• _Text_:
────────────────────

In his 1929 short story, Chains, Hungarian author Frigyes Karinthy hatched the idea of six degrees of separation, whereby every person on earth could be connected to every other person on earth through a “friend of a friend” chain with six or fewer links. Nearly seven decades later, in 1997, American author Melissa Holbrook Pierson published The Perfect Vehicle: What It Is About Motorcycles, a delightful book that chronicles her love affair with motorcycles (Moto Guzzis in particular) as well as the unique cultural and historical landscape of the two-wheeled world. And the following year, in 1998, while struggling my way through graduate school in Philadelphia, I bought a motorcycle and learned to ride.
Within the first year or two of my own love affair with motorcycling, I read—no, I devoured—The Perfect Vehicle. Not only did Pierson artfully articulate the full spectrum of emotions, sensations and experiences that are familiar to any motorcyclist and evoke the “ride to live, live to ride” credo, she educated me about the exciting new world I had come to inhabit. The Perfect Vehicle added depth and context to what I gleaned from reading motorcycle magazines and talking to other motorcyclists, giving me a more well-rounded understanding of the source of my new-found passion.
When I read Pierson’s account of buying a Moto Guzzi Lario from a small European bike shop called The Spare Parts Company tucked away on a narrow street in the Old City section of Philadelphia, an area I explored regularly on late-night pub crawls and weekend wanderings, I felt an even stronger connection to her book. The degrees of separation were few: I had been to the shop before, and my then-girlfriend was friends with the proprietor (a guy named Roland, not Franz, the founder of the shop who features prominently in Pierson’s book).
Fast-forward to the present. For three-and-a-half years I’ve been the Road Test Editor at Rider, having turned my passion into a career. An email arrives in my inbox announcing that Melissa Holbrook Pierson has a new motorcycle book coming out called The Man Who Would Stop At Nothing: Long-Distance Motorcycling’s Endless Road. Then an industry colleague informs me that Pierson will be at a book signing at JC Motors in Irvine, about two hours from Ventura. He gives me her email address, and we arrange to have lunch before the signing.

────────────────────

• _Records from a data source_:

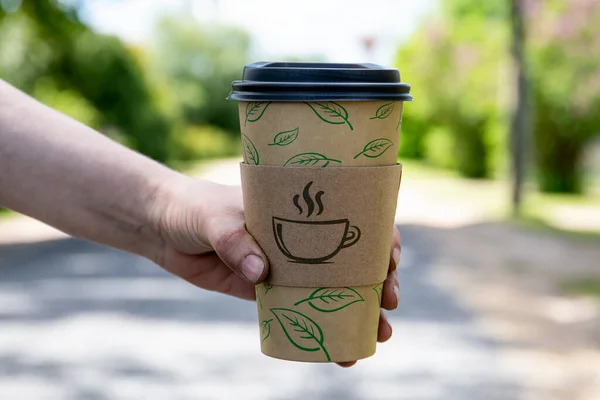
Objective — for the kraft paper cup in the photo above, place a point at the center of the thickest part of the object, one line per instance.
(320, 324)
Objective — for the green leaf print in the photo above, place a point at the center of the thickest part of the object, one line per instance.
(310, 159)
(284, 138)
(375, 148)
(265, 329)
(250, 152)
(332, 299)
(302, 332)
(331, 112)
(255, 110)
(384, 111)
(378, 290)
(268, 286)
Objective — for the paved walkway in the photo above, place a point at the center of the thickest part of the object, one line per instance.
(80, 321)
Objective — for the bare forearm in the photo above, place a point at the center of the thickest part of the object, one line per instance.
(69, 176)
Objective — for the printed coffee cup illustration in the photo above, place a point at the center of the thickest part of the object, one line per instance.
(327, 252)
(332, 235)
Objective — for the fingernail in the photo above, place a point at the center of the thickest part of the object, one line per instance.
(253, 267)
(396, 256)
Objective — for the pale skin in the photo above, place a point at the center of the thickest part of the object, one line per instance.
(69, 176)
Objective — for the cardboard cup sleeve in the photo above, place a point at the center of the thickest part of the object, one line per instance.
(327, 234)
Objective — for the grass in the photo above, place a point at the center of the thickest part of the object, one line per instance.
(586, 287)
(576, 216)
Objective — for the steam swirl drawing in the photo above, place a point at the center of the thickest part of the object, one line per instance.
(312, 241)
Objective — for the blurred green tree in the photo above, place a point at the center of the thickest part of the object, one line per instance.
(564, 44)
(48, 52)
(455, 63)
(199, 63)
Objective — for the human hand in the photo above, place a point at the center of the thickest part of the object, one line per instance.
(205, 241)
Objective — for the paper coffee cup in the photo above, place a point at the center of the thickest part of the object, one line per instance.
(302, 316)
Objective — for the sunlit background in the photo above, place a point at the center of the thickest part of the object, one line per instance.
(500, 298)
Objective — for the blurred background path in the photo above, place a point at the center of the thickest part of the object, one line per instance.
(80, 321)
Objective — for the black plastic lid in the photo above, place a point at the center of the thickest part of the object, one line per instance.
(298, 81)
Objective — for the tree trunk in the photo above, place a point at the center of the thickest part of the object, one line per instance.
(518, 136)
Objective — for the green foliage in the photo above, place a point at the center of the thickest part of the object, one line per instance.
(455, 65)
(204, 142)
(199, 64)
(91, 77)
(458, 64)
(566, 75)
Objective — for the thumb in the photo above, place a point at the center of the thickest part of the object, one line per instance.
(238, 249)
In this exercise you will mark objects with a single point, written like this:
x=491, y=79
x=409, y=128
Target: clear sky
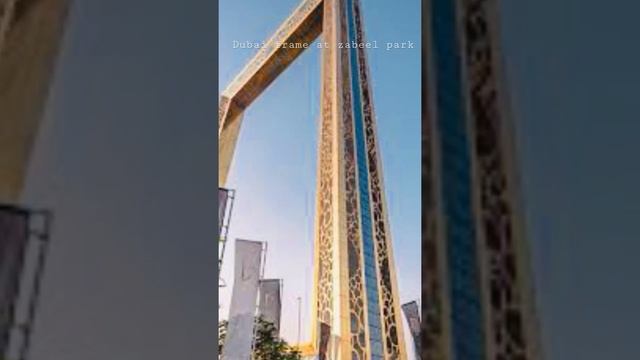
x=126, y=151
x=275, y=164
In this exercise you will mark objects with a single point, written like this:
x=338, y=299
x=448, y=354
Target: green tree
x=267, y=344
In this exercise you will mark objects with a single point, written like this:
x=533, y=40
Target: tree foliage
x=268, y=346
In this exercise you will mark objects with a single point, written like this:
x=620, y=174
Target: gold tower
x=356, y=307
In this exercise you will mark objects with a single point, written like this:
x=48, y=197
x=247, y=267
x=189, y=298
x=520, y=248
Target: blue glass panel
x=371, y=281
x=467, y=333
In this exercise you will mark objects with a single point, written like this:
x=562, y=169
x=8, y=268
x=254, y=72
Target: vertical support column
x=325, y=234
x=228, y=130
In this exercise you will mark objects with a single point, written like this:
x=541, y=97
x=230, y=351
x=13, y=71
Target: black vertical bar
x=43, y=238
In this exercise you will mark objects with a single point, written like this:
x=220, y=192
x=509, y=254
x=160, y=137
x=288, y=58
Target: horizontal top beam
x=303, y=26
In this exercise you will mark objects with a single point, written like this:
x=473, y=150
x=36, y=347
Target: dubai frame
x=356, y=311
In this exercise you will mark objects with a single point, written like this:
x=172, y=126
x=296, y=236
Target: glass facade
x=466, y=309
x=371, y=279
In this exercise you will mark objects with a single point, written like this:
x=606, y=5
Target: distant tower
x=30, y=35
x=477, y=299
x=356, y=308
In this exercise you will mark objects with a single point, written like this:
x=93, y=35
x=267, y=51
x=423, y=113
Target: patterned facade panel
x=325, y=216
x=507, y=314
x=390, y=318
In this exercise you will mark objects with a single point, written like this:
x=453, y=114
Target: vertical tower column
x=357, y=309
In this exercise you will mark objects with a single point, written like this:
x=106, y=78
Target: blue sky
x=275, y=162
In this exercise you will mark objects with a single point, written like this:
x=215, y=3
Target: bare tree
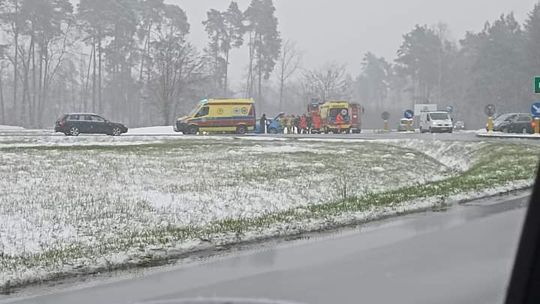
x=327, y=83
x=288, y=63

────────────────────

• _Complete the following_:
1. In the essay on motorcycling, in what year did Melissa Holbrook Pierson publish The Perfect Vehicle?
2. Gather every line of the entries that contains the string "panel", with case counting toward a match.
The essay on motorcycling and the entries are separate, unrelated material.

• _Answer list_:
1. 1997

2.
Target: blue glass panel
Target: patterned facade panel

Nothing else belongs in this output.